Cette loi a été validée par le Conseil constitutionnel, et, un an plus tard, la Cour de cassation, saisie d'une question concernant une femme ayant eu recours à une PMA pratiquée à l'étranger, dont la conjointe souhaitait adopter l'enfant ainsi conçu, n'y a pas fait obstacle. En d'autres termes, le législateur, le Conseil constitutionnel et la suprême Cour civile française ont considéré que rien par définition ne faisait obstacle à ce qu'un enfant n'ait pas de parents hommes ou de parents femmes, au sens juridique du terme, et pouvait très bien avoir un seul parent ou deux parents femmes ou deux parents hommes.
C'est pourquoi revenir régulièrement sur ce sujet équivaut pour certains à essayer de « rejouer le match » ; les opposants au mariage des couples de même sexe et à l'adoption par ces couples considèrent qu'ils ont perdu la bataille en 2013. Ils essaient de remettre les mêmes arguments sur le tapis en disant : « Regardez le risque que vous allez faire courir à ces enfants en les privant de père dans le cas d'une PMA à laquelle un couple de femmes aurait recours. »

******************************

## [Série d'exercices]
- A) Traduisez en anglais cette phrase de l'extrait sur la PMA et l'adoption par les couples de même sexe : « C'est pourquoi revenir régulièrement sur ce sujet équivaut pour certains à essayer de “rejouer le match” ; les opposants au mariage des couples de même sexe et à l'adoption par ces couples considèrent qu'ils ont perdu la bataille en 2013. »
- B) Reprenez l'extrait sur la PMA et l'adoption par les couples de même sexe à la suite de sa dernière phrase.

## [Données présentées]
******************************

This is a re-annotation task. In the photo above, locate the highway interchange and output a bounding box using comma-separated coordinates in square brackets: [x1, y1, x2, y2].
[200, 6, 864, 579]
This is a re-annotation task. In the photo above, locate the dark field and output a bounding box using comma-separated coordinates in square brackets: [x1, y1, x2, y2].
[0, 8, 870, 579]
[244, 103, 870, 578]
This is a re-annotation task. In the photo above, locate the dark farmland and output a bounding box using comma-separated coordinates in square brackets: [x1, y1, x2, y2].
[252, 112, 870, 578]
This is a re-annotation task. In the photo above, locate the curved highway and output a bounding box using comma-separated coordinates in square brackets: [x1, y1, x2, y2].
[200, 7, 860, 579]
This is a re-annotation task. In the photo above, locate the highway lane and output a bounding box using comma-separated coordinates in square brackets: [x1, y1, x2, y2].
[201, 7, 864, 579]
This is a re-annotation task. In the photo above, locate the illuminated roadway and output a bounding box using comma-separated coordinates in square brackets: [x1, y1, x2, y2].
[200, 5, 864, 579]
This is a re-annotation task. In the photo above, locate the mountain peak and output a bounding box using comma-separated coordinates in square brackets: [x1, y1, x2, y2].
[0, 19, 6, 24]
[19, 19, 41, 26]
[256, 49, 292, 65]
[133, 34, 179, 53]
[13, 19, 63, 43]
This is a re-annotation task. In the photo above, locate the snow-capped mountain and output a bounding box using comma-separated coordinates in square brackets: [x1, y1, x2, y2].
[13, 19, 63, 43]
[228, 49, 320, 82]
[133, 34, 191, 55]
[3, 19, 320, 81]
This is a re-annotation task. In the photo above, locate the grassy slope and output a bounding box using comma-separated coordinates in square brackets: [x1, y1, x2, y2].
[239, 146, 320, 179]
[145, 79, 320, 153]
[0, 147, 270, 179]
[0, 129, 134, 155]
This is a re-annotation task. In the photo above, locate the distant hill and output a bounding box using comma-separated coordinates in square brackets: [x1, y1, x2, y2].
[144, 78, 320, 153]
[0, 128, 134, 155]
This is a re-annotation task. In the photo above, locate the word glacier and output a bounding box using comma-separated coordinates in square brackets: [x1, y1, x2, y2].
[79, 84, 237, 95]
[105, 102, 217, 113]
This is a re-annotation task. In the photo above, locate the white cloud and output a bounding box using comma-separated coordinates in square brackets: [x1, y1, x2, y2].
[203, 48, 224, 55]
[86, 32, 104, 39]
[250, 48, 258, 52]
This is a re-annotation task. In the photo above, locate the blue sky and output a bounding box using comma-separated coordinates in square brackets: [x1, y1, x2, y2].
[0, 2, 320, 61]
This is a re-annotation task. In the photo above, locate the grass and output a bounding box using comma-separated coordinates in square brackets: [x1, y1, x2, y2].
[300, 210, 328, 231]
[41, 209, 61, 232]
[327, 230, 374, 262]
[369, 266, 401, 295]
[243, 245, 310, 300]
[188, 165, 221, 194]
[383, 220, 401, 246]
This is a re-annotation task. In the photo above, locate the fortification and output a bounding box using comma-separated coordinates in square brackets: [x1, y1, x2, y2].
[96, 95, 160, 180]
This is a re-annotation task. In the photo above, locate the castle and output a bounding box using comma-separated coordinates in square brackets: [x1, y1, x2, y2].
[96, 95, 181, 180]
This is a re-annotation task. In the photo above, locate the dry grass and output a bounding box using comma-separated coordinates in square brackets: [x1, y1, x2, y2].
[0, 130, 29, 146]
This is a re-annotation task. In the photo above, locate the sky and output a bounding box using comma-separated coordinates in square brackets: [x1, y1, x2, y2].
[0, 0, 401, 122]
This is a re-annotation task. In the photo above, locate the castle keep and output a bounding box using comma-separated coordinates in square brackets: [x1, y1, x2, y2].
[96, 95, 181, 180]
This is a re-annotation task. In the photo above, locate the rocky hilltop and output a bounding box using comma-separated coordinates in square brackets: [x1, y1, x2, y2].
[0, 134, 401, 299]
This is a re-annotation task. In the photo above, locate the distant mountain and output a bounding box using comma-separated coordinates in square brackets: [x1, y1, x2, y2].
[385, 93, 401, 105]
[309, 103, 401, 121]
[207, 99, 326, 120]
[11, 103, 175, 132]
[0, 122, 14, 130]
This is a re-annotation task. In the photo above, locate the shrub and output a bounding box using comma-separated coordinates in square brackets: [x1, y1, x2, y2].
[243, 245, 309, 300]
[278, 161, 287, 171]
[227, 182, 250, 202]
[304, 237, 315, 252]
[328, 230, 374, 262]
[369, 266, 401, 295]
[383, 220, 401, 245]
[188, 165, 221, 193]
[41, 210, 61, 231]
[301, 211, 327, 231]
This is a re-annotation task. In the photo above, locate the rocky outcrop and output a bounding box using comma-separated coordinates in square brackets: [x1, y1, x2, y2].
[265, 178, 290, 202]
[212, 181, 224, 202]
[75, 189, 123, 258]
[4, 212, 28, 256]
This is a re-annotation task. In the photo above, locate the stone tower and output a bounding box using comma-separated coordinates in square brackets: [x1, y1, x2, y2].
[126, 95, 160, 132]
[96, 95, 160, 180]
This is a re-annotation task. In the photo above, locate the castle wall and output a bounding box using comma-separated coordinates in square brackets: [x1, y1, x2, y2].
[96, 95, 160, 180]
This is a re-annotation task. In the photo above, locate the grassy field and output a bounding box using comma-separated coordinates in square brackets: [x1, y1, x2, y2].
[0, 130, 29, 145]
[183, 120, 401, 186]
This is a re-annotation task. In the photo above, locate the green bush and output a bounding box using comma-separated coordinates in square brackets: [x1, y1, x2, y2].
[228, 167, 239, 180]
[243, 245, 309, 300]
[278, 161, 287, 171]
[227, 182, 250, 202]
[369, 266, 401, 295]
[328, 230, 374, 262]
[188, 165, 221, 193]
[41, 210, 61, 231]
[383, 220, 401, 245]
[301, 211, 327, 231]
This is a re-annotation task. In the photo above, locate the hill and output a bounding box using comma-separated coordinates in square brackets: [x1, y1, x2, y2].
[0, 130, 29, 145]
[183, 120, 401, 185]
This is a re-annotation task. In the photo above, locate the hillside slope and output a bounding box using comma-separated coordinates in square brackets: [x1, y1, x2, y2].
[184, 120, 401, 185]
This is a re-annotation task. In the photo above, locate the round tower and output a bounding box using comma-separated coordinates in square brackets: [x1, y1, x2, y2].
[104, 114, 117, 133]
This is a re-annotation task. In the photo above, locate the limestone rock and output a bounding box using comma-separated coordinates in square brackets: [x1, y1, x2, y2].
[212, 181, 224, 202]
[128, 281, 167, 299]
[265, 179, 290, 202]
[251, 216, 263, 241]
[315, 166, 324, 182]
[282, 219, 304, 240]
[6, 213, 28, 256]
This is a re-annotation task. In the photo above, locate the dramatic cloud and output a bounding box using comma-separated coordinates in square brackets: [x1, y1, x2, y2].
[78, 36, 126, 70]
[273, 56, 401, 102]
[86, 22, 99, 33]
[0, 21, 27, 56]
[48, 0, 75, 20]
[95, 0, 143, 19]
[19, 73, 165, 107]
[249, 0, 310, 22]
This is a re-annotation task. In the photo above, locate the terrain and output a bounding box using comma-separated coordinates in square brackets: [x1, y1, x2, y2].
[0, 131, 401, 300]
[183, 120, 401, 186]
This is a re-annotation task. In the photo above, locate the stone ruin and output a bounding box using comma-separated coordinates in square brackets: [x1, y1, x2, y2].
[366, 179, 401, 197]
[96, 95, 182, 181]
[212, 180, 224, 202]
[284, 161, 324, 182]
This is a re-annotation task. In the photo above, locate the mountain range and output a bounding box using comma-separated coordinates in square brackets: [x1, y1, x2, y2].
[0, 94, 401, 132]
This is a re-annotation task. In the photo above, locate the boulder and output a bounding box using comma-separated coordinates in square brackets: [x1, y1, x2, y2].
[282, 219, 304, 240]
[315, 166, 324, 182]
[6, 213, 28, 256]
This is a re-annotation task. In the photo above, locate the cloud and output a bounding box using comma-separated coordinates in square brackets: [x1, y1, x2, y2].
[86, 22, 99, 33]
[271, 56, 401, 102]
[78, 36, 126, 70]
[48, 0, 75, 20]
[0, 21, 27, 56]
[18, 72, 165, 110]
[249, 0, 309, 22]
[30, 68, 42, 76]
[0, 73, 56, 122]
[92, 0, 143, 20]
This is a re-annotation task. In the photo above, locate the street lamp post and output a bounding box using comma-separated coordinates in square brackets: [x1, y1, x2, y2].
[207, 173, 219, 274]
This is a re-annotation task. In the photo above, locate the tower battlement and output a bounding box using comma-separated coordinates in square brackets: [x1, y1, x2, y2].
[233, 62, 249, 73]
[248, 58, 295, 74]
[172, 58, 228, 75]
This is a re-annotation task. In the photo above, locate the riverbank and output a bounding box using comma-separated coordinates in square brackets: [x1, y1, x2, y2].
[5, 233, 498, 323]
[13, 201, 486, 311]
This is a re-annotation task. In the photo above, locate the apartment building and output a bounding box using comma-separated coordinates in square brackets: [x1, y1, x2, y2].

******************************

## [Exercices corrigés]
- A) That is why, for some, regularly returning to this subject amounts to trying to "replay the match"; opponents of same-sex marriage and of adoption by same-sex couples consider that they lost the battle in 2013.

- B)
Par ailleurs, sur une base purement factuelle, n'oublions pas que le fait qu'un homme donne son sperme n'en fait pas un père, mais assurément un géniteur puisque c'est son patrimoine biologique qui sera transmis à l'enfant. Il n'en est toutefois pas le père au sens de la filiation, car le droit français l'interdit expressément ; selon les termes actuels du code civil, un lien de filiation ne peut pas être établi. Cet enfant aura ainsi d'autres parents, d'autres figures dans sa vie, et on peut toujours en appeler au principe de précaution et invoquer la fin de la civilisation et le cataclysme, ce qui a été prophétisé en 2013 comme devant survenir en 2015 pour le mariage des couples de même sexe ; nous sommes en 2018 et la civilisation est toujours debout.
Enfin cette réforme doit vous faire penser, vous législateur, à la question de l'accès des enfants à leurs origines procréatives ; conçus par un tiers donneur pour une famille homosexuelle ou hétérosexuelle, ils doivent avoir accès à ces éléments. Je concède que c'est un domino juridique qu'il convient de mettre en place, peut-être pour les donneurs refusant d'être connus, de permettre l'accès à des données sans identification. Mais pour ceux seraient assurés que la filiation ne sera pas établie, et qui acceptent d'entrer en contact avec cet enfant devenu majeur, au lieu de se limiter à son poids, sa taille et la couleur de ses yeux, une vraie rencontre pourrait être possible si les deux protagonistes sont d'accord.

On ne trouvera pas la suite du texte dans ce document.